§ DATA SUPPLIED

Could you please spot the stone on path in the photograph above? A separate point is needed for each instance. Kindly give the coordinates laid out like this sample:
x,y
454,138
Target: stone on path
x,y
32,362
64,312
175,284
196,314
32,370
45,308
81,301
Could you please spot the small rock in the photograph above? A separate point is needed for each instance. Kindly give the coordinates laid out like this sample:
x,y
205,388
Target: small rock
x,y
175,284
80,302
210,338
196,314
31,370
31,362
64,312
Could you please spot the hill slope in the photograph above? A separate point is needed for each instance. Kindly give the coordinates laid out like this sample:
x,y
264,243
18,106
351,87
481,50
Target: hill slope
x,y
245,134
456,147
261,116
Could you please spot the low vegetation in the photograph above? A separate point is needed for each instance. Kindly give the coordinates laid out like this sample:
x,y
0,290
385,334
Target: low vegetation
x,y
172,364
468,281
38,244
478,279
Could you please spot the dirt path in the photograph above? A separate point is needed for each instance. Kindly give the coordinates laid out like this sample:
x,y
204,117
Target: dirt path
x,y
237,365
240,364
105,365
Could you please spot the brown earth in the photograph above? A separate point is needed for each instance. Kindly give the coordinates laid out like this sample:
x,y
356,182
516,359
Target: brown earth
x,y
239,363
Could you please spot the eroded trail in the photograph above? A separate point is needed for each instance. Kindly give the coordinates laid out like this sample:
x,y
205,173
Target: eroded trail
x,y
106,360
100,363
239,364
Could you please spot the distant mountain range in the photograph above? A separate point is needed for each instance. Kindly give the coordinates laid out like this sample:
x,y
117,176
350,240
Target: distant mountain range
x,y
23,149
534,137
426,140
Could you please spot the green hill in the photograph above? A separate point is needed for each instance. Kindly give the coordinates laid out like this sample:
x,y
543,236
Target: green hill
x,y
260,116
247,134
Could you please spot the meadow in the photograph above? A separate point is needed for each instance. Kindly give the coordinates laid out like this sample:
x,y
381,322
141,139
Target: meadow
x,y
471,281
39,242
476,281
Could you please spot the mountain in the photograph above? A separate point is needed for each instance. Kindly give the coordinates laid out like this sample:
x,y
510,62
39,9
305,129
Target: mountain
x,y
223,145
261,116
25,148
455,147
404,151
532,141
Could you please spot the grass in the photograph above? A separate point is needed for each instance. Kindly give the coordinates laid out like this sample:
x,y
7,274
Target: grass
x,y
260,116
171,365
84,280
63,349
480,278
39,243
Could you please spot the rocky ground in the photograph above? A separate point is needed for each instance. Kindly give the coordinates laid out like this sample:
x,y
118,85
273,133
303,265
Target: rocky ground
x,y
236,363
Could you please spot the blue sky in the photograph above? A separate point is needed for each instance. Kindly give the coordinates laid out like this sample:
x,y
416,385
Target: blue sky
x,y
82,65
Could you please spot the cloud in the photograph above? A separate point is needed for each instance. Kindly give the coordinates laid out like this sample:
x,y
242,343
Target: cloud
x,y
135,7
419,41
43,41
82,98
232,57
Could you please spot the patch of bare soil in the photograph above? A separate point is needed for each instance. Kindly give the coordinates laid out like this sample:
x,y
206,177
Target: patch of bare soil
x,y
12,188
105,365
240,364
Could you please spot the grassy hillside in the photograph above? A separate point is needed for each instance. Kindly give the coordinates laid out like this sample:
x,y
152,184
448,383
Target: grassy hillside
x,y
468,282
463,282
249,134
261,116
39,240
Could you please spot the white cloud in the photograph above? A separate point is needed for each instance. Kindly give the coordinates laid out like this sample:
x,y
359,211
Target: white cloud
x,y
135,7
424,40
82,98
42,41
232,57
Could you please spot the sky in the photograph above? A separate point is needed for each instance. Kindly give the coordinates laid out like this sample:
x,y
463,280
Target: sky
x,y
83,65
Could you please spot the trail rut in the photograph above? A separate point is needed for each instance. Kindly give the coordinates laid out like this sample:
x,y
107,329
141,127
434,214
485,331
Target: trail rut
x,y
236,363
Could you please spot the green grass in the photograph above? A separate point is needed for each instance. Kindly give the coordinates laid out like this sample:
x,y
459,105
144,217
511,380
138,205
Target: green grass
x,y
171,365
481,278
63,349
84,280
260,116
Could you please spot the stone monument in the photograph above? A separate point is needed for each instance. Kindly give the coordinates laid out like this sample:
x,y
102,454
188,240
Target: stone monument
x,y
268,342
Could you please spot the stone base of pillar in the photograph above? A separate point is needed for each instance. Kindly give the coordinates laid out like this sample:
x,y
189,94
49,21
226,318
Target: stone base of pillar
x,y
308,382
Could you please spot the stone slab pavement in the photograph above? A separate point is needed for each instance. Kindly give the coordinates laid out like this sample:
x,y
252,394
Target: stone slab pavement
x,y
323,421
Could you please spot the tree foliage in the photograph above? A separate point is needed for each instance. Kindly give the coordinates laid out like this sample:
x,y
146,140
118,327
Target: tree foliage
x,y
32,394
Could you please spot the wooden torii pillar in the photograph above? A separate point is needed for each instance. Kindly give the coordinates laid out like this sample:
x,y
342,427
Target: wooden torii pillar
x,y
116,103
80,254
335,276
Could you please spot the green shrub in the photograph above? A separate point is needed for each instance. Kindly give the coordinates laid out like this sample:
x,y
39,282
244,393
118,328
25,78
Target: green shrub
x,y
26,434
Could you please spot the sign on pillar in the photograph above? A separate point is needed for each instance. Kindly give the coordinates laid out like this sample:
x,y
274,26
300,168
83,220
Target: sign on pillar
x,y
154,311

§ YOUR INSTRUCTIONS
In full and without alteration, repeat the records.

§ RESULT OF THE TASK
Could you please spot the stone on path in the photograph above? A separate point is needed for each instance. Kindly give the coordinates laid out like this sample:
x,y
454,138
Target: stone on path
x,y
32,362
64,312
175,284
196,314
32,370
45,308
81,301
Could you please spot the small rock in the photograph above? A separate point is needed for each instance. Kindly give the coordinates laid out like this sample:
x,y
205,388
Target: small rock
x,y
175,284
80,302
210,338
196,314
31,370
31,362
64,312
Could you please spot the hill slope in the photograph above? A separate point is needed for each instance. Kindly give the coordinates laid out like this sample:
x,y
264,243
18,106
351,87
481,50
Target: hill slope
x,y
245,134
456,147
261,116
Could you please spot the low vegetation in the photograph above? A separate point is needed for each instance. Kindly give the coordinates laid out like this sample:
x,y
0,290
385,334
Target: low vegetation
x,y
172,364
468,281
38,244
478,279
Could you please spot the dirt path in the photograph above? A separate point is needed for each instance. Kindly give the coordinates laid out like this sample:
x,y
204,117
Target: dirt path
x,y
237,365
240,364
105,365
Could you please spot the brown earth in the photograph above? A separate point is needed for each instance. Kindly give the coordinates laid out like this sample:
x,y
356,182
516,359
Target: brown earth
x,y
239,363
Could you please spot the eroded trail in the photograph above? A separate point is needed for each instance. Kindly give the coordinates laid out like this sample:
x,y
205,173
Target: eroded trail
x,y
106,360
100,363
239,364
Could you please spot the distant mountain range in the photograph above? A separate point is needed for each instance. Kindly give the coordinates laid out like this sample:
x,y
117,176
350,240
Target: distant mountain range
x,y
23,149
534,137
426,140
Could you please spot the green hill in the photograph above? A separate point is needed for each instance. Kindly give the coordinates laid out like this sample:
x,y
543,236
Target: green hill
x,y
260,116
247,134
Could you please spot the meadow in the photograph above? A separate point is needed for each instance. Kindly give the coordinates laid out like this sample:
x,y
381,322
141,139
Target: meadow
x,y
471,281
39,242
476,281
Could you please spot the mountain in the photograph above? A separate point is needed for each instance. Kindly give the coordinates laid out like this sample:
x,y
510,62
39,9
305,129
Target: mountain
x,y
223,145
261,116
25,148
455,147
404,151
532,141
Could you please spot the grass in the photograph above? A separate point is needed for each instance. Kindly give the coordinates laid out like this sample:
x,y
7,274
Target: grass
x,y
260,116
171,365
84,280
63,349
480,278
39,243
Could you please spot the rocky ground in the photograph above? A separate point is needed for each instance. Kindly give the coordinates laid out like this sample:
x,y
118,85
273,133
303,265
Target: rocky ground
x,y
236,363
Could you please spot the blue sky in the photograph above? A separate point is needed for each instance. Kindly give the coordinates laid out like this sample:
x,y
416,385
Target: blue sky
x,y
82,65
Could you please spot the cloud in the photograph above? A separate point is needed for each instance. Kindly give the coordinates laid out like this sample:
x,y
242,343
Target: cloud
x,y
135,7
419,41
43,41
82,98
232,57
Could you please spot the patch of bare soil in the photograph above? A separate point is needed for each instance. Kindly give the coordinates laid out like this sample:
x,y
206,177
Target: patch of bare soil
x,y
12,188
105,365
240,364
Could you please spot the grassy hillside in the photograph above? A separate point is needed for each instance. Kindly give the coordinates laid out like this sample:
x,y
152,184
448,383
Target: grassy hillside
x,y
468,282
463,282
249,134
261,116
39,240
Could you please spot the white cloud in the photograph above? A separate point is needed for each instance. Kindly give the coordinates laid out like this sample:
x,y
359,211
Target: white cloud
x,y
135,7
424,40
82,98
42,41
232,57
Could you please spot the sky in the photograph above? A separate point is needed for each instance. Kindly give the coordinates laid out like this sample:
x,y
463,280
Target: sky
x,y
83,65
Could you please spot the trail rut in the photograph above? A separate point is needed for each instance. Kindly give the coordinates laid out like this sample:
x,y
107,329
141,127
434,214
485,331
Target: trail rut
x,y
236,363
Could you please spot the green grass in the photograph above? A separate point is needed for each instance. Kindly give the coordinates laid out like this sample:
x,y
459,105
144,217
511,380
138,205
Target: green grass
x,y
171,365
481,278
63,349
84,280
260,116
Could you please spot the stone monument in the photograph above? A separate point is needed for each instance. Kindly give the coordinates laid out like this sample:
x,y
102,454
188,240
Target: stone monument
x,y
268,342
Could you please spot the stone base of pillar in the photograph above? A separate point is needed for each instance. Kindly give the coordinates laid out like this sample:
x,y
189,94
49,21
226,318
Target: stone base of pillar
x,y
308,382
Could you please spot the stone slab pavement in the photograph above? A separate point is needed for each instance. Kindly give the coordinates laid out like this sample:
x,y
252,394
Target: stone slab pavement
x,y
323,421
Could you please spot the tree foliage in the photograph above? A separate point is needed for each instance. Kindly give the coordinates laid out like this sample:
x,y
146,140
118,327
Target: tree foliage
x,y
32,394
Could you please spot the wooden torii pillar in the photograph above? A separate point is needed for each instance. Kindly give the coordinates laid out like this sample:
x,y
342,427
Target: wooden torii pillar
x,y
116,103
80,254
335,276
Could you please spot the green shrub in the photograph above? A separate point is needed for each instance. Kindly give the coordinates laid out like this sample:
x,y
39,282
244,393
118,328
25,78
Target: green shrub
x,y
26,434
Could you please spot the sign on pillar in the photograph above? A separate point is needed for each instance. Kindly give the coordinates laid out like this sample:
x,y
274,26
300,168
83,220
Target: sign on pillar
x,y
154,311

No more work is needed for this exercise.